SET TASK – Please pick out every line below that contains the word "When" and copy each one.

DATA IN THIS EXERCISE –

§ §

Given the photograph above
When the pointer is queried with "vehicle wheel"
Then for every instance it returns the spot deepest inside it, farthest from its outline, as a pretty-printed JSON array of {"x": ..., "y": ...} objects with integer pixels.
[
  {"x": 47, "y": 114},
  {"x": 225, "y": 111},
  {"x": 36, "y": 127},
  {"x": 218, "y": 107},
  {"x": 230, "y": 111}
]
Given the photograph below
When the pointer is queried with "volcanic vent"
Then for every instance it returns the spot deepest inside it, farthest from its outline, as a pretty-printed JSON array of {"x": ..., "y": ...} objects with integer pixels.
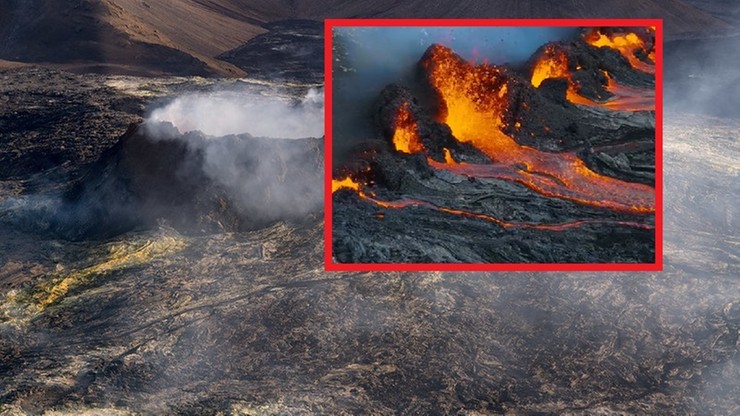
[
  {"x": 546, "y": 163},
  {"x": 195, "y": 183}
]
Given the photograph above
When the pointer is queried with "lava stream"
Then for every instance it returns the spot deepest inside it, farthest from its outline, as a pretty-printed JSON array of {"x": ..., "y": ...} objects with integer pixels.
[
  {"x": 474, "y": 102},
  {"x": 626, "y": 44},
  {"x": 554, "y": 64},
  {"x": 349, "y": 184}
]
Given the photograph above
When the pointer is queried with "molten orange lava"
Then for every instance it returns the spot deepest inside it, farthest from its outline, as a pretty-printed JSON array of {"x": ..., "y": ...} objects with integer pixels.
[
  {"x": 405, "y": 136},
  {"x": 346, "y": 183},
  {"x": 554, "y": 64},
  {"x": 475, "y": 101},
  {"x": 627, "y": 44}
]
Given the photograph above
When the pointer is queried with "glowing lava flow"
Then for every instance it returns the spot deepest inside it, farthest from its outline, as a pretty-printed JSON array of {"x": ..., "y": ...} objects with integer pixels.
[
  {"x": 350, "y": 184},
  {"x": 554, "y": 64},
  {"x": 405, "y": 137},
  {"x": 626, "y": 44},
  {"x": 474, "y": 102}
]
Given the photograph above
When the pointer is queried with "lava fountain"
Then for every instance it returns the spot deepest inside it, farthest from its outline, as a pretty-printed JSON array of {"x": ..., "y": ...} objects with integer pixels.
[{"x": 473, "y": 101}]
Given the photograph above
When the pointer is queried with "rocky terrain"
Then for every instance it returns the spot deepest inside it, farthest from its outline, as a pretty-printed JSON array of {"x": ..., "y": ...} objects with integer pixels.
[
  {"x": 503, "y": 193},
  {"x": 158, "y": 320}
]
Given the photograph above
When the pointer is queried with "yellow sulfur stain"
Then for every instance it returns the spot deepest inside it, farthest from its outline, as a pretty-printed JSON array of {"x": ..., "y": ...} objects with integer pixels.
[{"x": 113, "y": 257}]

§ §

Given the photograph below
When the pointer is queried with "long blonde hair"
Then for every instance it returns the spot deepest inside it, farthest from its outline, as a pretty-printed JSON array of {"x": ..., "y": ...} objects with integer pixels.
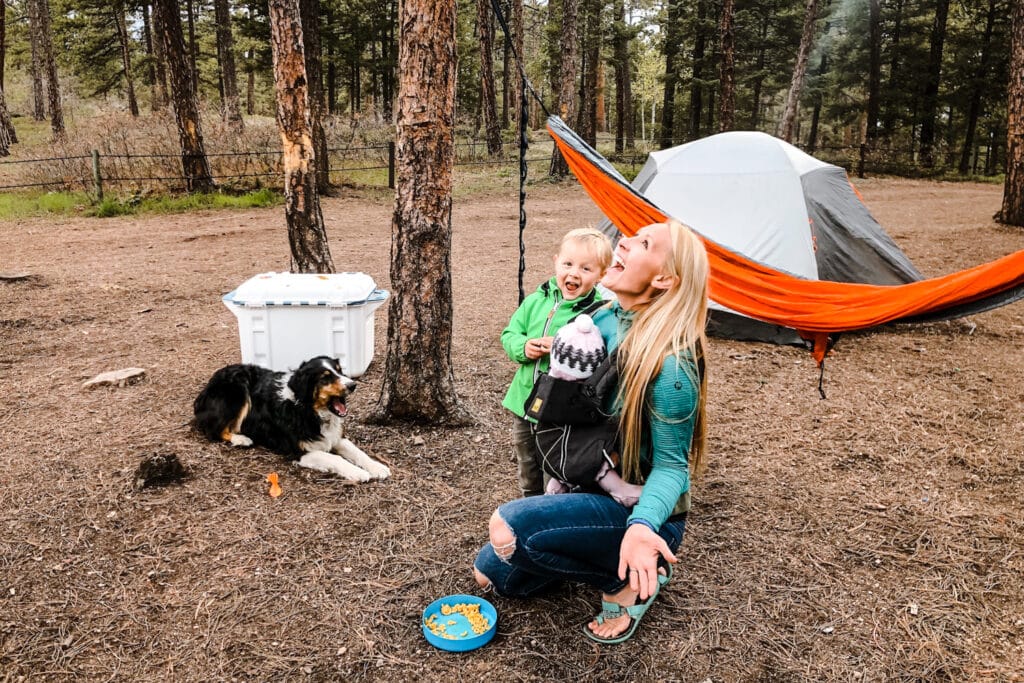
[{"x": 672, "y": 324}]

§ §

EXPECTED OUTPUT –
When the pointer is queried with "vehicle wheel"
When the pointer is queried with "volcanic vent"
When the pointer is queried with "lava stream"
When the pointer is queried with "molten orange lava"
When the pointer is queried with "glowing lava flow"
When the pointer is queried with "lava fountain"
When the pointer is queried with "rocky terrain"
When the pointer is queried with "yellow sulfur stain"
When the pointer is queried with "long blonde hair"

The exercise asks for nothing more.